**Passage given:**
__________________________________________________

Build Your First Text Classifier in Python with Logistic Regression

Text classification is the automatic process of predicting one or more categories given a piece of text. For example, predicting if an email is legit or spammy. Thanks to Gmail’s spam classifier, I don’t see or hear from spammy emails!

Spam classification

Other than spam detection, text classifiers can be used to determine sentiment in social media texts, predict categories of news articles, parse and segment unstructured documents, flag the highly talked about fake news articles and more.

Text classifiers work by leveraging signals in the text to “guess” the most appropriate classification. For example, in a sentiment classification task, occurrences of certain words or phrases, like slow,problem,wouldn't and not can bias the classifier to predict negative sentiment.

The nice thing about text classification is that you have a range of options in terms of what approaches you could use. From unsupervised rules-based approaches to more supervised approaches such as Naive Bayes, SVMs, CRFs and Deep Learning.

In this article, we are going to learn how to build and evaluate a text classifier using logistic regression on a news categorization problem. The problem while not extremely hard, is not as straightforward as making a binary prediction (yes/no, spam/ham).

Here’s the full source code with accompanying dataset for this tutorial. Note that this is a fairly long tutorial and I would suggest that you break it down to several sessions so that you completely grasp the concepts. 

HuffPost Dataset

The dataset that we will be using for this tutorial is from Kaggle. It contains news articles from Huffington Post (HuffPost) from 2014-2018 as seen below. This data set has about ~125,000 articles and 31 different categories

Figure 1: Articles distribution from 2014-2018

Now let’s look at the category distribution of these articles (Figure 2). Notice that politics has the most number of articles and education has the lowest number of articles ranging in the hundreds.

So, nothing surprising in the category distribution other than we have much fewer articles to learn from categories outside POLITICS.

Figure 2: Number of articles per category

Now, let’s take a quick peek at the dataset (Figure 3).

Figure 3: Sneak peak of the news dataset

Notice that the fields we have in order to learn a classifier that predicts the category include headline, short_description, link and authors

The Challenge

As mentioned earlier, the problem that we are going to be tackling is to predict the category of news articles (as seen in Figure 3), using only the description, headline and the url of the articles.

__________________________________________________

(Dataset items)
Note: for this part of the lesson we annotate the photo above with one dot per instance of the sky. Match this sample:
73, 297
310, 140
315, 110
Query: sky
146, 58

__________________________________________________

**Written tasks:**
(a) Convert every line of the records into a numbered list, omitting blank lines.
(b) Carry on the text classification tutorial from the point where it stops.
The records bear no relation to the text classification tutorial.

**Results for each task:**
(a)
1. Note: for this part of the lesson we annotate the photo above with one dot per instance of the sky. Match this sample:
2. 73, 297
3. 310, 140
4. 315, 110
5. Query: sky
6. 146, 58

(b)
Without the actual content of the article itself, the data that we have for learning is actually pretty sparse – a problem you may encounter in the real world. But let’s see if we can still learn from it reasonably well. We will not use the author field because we want to test it on articles from a different news organization, specifically from CNN. 

In this tutorial, we will use the Logistic Regression algorithm to implement the classifier. In my experience, I have found Logistic Regression to be  very effective on text data and the underlying algorithm is also fairly easy to understand. More importantly, in the NLP world, it’s generally accepted that Logistic Regression is a great starter algorithm for text related classification

Feature Representation

Features are attributes (signals) that help the model learn. This can be specific words from the text itself (e.g. all words, top occurring terms, adjectives) or additional information inferred based on the original text (e.g. parts-of-speech, contains specific phrase patterns, syntactic tree structure).

For this task, we have text fields that are fairly sparse to learn from. Therefore, we will try to use all words from several of the text fields. This includes the description, headline and tokens from the url. The more advanced feature representation is something you should try as an exercise.

Feature Weighting

Not all words are equally important to a particular document / category. For example, while words like ‘murder’, ‘knife’ and ‘abduction’ are important to a crime related document, words like ‘news’ and ‘reporter’ may not be quite as important. 

In this tutorial, we will be experimenting with 3 feature weighting approaches. The most basic form of feature weighting, is binary weighting. Where if a word is present in a document, the weight is ‘1’ and if the word is absent the weight is ‘0’. 

Another way to assign weights is using the term-frequency of words (the counts). If a word like ‘knife’ appears 5 times in a document, that can become its corresponding weight. 

We will also be using TF-IDF weighting where words that are unique to a particular document would have higher weights compared to words that are used commonly across documents. 

There are of course many other methods for feature weighting. The approaches that we will experiment with in this tutorial are the most common ones and are usually sufficient for most classification tasks. 


One of the most important components in developing a supervised text classifier is the ability to evaluate it. We need to understand if the model has learned sufficiently based on the examples that it saw in order to make correct predictions.

If the performance is rather laughable, then we know that more work needs to be done. We may need to improve the features, add more data, tweak the model parameters and etc. 

For this particular task, even though the HuffPost dataset lists one category per article, in reality, an article can actually belong to more than one category. For example, the article in Figure 4 could belong to COLLEGE (the primary category) or EDUCATION.

Figure 4: Example of article that can fit into multiple categories

If the classifier predicts EDUCATION as its first guess instead of COLLEGE, that doesn’t mean it’s wrong. As this is bound to happen to various other categories, instead of looking at the first predicted category, we will look at the top 3 categories predicted to compute (a) accuracy and (b) mean reciprocal rank (MRR)


Accuracy evaluates the fraction of correct predictions. In our case, it is the number of times the PRIMARY category appeared in the top 3 predicted categories divided by the total number of categorization tasks.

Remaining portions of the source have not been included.